• **WHAT YOU SHOULD DO**
Please extend the PyTorch YOLO data-loading tutorial below, continuing after its final line of code.

• **SELECTED EXTRACT**
□ □ □ □ □ □ □

Now, for training and testing, we will need to define transforms on which the input data will be processed before feeding it to the network. For this, we will make use of the argumentation library in Pytorch which provides efficient transforms for both image and bounding boxes.

Python3

# Transform for training 
train_transform = A.Compose( 
    [ 
        # Rescale an image so that maximum side is equal to image_size 
        A.LongestMaxSize(max_size=image_size), 
        # Pad remaining areas with zeros 
        A.PadIfNeeded( 
            min_height=image_size, min_width=image_size, border_mode=cv2.BORDER_CONSTANT 
        ), 
        # Random color jittering 
        A.ColorJitter( 
            brightness=0.5, contrast=0.5, 
            saturation=0.5, hue=0.5, p=0.5
        ), 
        # Flip the image horizontally 
        A.HorizontalFlip(p=0.5), 
        # Normalize the image 
        A.Normalize( 
            mean=[0, 0, 0], std=[1, 1, 1], max_pixel_value=255
        ), 
        # Convert the image to PyTorch tensor 
        ToTensorV2() 
    ],  
    # Augmentation for bounding boxes 
    bbox_params=A.BboxParams( 
                    format="yolo",  
                    min_visibility=0.4,  
                    label_fields=[] 
                ) 
) 
  
# Transform for testing 
test_transform = A.Compose( 
    [ 
        # Rescale an image so that maximum side is equal to image_size 
        A.LongestMaxSize(max_size=image_size), 
        # Pad remaining areas with zeros 
        A.PadIfNeeded( 
            min_height=image_size, min_width=image_size, border_mode=cv2.BORDER_CONSTANT 
        ), 
        # Normalize the image 
        A.Normalize( 
            mean=[0, 0, 0], std=[1, 1, 1], max_pixel_value=255
        ), 
        # Convert the image to PyTorch tensor 
        ToTensorV2() 
    ], 
    # Augmentation for bounding boxes  
    bbox_params=A.BboxParams( 
                    format="yolo",  
                    min_visibility=0.4,  
                    label_fields=[] 
                ) 
)

Load the dataset

Now, let us take a sample image and display it with labels.

Python3

# Creating a dataset object 
dataset = Dataset( 
    csv_file="train.csv", 
    image_dir="images/", 
    label_dir="labels/", 
    grid_sizes=[13, 26, 52], 
    anchors=ANCHORS, 
    transform=test_transform 
) 
  
# Creating a dataloader object 
loader = torch.utils.data.DataLoader( 
    dataset=dataset, 
    batch_size=1, 
    shuffle=True, 
)

□ □ □ □ □ □ □

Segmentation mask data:
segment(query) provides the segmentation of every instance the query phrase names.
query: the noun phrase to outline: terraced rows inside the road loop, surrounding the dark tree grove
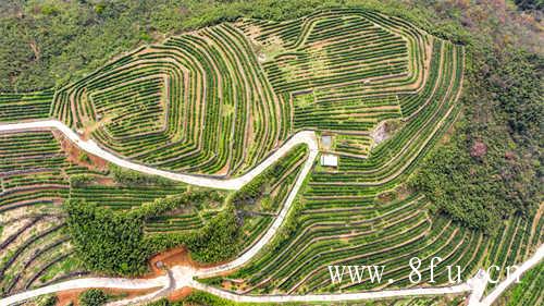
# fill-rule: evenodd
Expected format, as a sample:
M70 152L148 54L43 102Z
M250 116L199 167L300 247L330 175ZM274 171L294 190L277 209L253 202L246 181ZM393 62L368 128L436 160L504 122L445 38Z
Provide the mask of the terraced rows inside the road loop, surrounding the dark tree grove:
M262 235L285 200L306 157L297 147L274 163L263 198L239 206L240 231L247 248ZM0 289L2 296L88 272L82 268L65 232L61 204L65 199L97 203L126 210L187 191L171 181L128 184L108 164L87 156L58 132L30 131L0 135ZM264 174L263 174L264 175ZM195 189L195 187L191 187ZM145 224L146 235L185 235L203 228L223 207L196 204L169 211Z

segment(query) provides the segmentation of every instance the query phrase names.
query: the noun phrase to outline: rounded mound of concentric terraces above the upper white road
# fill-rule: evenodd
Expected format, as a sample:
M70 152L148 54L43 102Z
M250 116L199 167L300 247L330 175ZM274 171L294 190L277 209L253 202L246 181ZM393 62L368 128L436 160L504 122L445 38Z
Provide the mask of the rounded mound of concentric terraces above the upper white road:
M223 175L260 161L289 122L228 24L138 49L60 88L52 115L143 163Z

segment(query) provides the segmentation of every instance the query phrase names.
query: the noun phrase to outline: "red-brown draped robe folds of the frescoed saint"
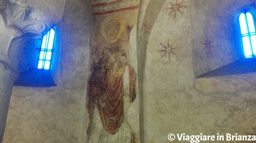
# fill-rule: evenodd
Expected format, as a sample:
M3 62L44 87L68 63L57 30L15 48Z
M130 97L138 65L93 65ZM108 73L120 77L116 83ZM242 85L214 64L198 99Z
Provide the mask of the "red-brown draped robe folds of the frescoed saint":
M134 69L129 67L130 103L136 97L136 75ZM90 76L89 94L87 97L89 126L87 135L92 126L94 105L98 106L100 120L107 132L114 135L124 120L124 82L123 75L113 77L112 84L109 82L107 71L94 71ZM135 135L131 134L131 143L135 142Z

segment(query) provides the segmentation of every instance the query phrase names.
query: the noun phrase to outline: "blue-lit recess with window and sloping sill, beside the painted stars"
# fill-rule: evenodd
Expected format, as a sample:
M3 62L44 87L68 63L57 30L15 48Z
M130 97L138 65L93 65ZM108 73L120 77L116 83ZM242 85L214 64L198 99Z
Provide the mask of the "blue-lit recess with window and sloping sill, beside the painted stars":
M234 28L234 33L237 33L237 36L232 36L234 41L239 37L237 43L241 49L237 49L239 53L236 53L236 58L239 59L196 78L256 73L256 11L255 8L248 7L247 10L240 12L238 18L235 17L237 22L234 26L237 28Z

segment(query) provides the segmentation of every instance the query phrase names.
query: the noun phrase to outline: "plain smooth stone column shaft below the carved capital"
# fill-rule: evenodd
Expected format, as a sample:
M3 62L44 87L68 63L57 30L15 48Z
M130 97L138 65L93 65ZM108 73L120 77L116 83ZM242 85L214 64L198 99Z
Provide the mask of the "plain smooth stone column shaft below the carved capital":
M6 62L0 61L0 143L2 143L4 137L13 83L18 75L19 73L8 66Z

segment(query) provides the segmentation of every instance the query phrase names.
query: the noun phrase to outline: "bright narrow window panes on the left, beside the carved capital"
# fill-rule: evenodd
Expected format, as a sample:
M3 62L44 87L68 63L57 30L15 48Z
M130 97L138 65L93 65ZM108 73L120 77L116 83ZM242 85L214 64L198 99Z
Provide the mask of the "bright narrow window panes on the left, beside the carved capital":
M37 66L39 69L50 68L54 35L55 32L53 29L51 29L43 38Z

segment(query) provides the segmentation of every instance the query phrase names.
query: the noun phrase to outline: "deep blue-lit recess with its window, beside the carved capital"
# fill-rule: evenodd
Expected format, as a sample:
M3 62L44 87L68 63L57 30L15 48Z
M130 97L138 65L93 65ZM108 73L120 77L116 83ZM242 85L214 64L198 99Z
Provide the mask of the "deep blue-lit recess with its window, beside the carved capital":
M60 64L60 26L52 27L43 39L30 39L23 45L17 70L19 78L14 85L29 87L56 86ZM55 78L56 79L56 78Z

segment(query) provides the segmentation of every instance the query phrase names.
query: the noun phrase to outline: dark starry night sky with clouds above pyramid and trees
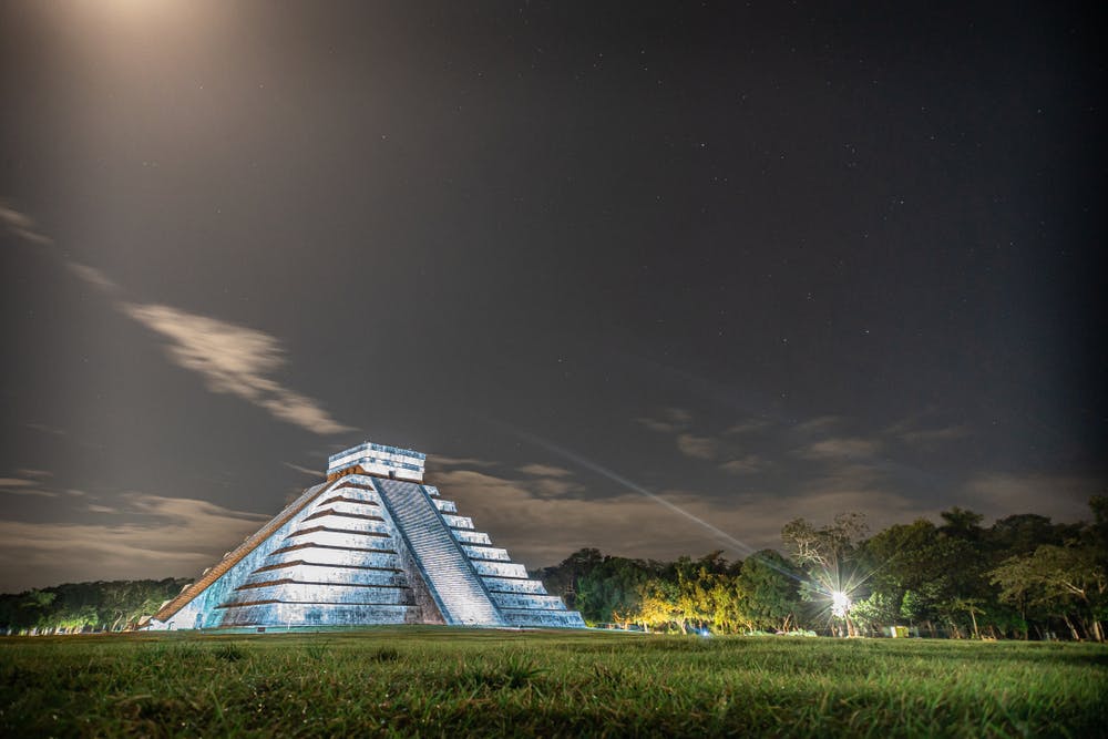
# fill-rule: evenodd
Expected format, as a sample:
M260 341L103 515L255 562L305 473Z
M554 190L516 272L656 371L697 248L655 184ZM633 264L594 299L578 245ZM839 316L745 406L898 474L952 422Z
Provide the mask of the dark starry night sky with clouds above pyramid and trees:
M0 591L367 439L533 567L1087 517L1105 19L967 4L3 3Z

□ □ □ □ □ □ □

• **OUTPUT FOR THIS EXERCISE**
# Defining the grid size and the scaled anchors 
GRID_SIZE = [13, 26, 52] 
scaled_anchors = torch.tensor(ANCHORS) / ( 
    1 / torch.tensor(GRID_SIZE).unsqueeze(1).unsqueeze(1).repeat(1, 3, 2) 
) 
  
# Getting a batch from the dataloader 
x, y = next(iter(loader)) 
  
# Getting the boxes coordinates from the labels 
# and converting them into bounding boxes without scaling 
boxes = [] 
for i in range(y[0].shape[1]): 
    anchor = scaled_anchors[i] 
    boxes += convert_cells_to_bboxes( 
               y[i], is_predictions=False, s=y[i].shape[2], anchors=anchor 
             )[0] 
  
# Applying non-maximum suppression 
boxes = nms(boxes, iou_threshold=1, threshold=0.7) 
  
# Plotting the image with the bounding boxes 
plot_image(x[0].permute(1,2,0).to("cpu"), boxes)

Output:

Figure 1: Sample image with the label from the dataset

Build the model

Architecture

Now, we will look into the architecture design of YOLO (v3). The authors of YOLO (v3) introduced a new version of Darknet named Darknet-54, containing 54 layers, as the backbone of this architecture. Figure 1 describes the architecture of Darknet-54 used in YOLO (v3) to extract features from the image. This network is a hybrid of Darknet-19 and residual blocks along with some short connections in the network.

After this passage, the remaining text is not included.